### Task material

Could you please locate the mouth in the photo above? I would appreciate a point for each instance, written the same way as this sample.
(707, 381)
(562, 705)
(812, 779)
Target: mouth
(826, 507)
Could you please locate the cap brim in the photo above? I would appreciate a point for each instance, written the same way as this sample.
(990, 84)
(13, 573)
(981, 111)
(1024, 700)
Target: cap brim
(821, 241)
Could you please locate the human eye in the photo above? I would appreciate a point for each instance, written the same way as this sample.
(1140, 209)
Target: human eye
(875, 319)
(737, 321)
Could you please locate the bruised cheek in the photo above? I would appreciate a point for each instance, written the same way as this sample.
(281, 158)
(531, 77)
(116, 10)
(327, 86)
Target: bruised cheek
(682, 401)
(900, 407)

######

> [Brief] For every line in the material, write out an exact copy.

> [Output of the task]
Could you please locate the mouth in the photo above? I would appreciate a point for each instance, written the same way as this sample.
(707, 381)
(562, 705)
(812, 779)
Target: mouth
(826, 507)
Could you please locate the cap brim in the photo above? I would appreciate a point for each instance, written the same way as this sample.
(990, 84)
(13, 573)
(981, 111)
(1024, 700)
Target: cap brim
(821, 241)
Could you please locate the human eye in the photo above? I would appreciate a point for each instance, written the same way as this sample.
(1140, 209)
Target: human eye
(875, 319)
(737, 321)
Could you please locate the bruised cheek in the photo above? I would appreciate a point for each instance, written the same way as this sample.
(281, 158)
(531, 77)
(116, 10)
(327, 86)
Target: bruised cheek
(682, 401)
(900, 407)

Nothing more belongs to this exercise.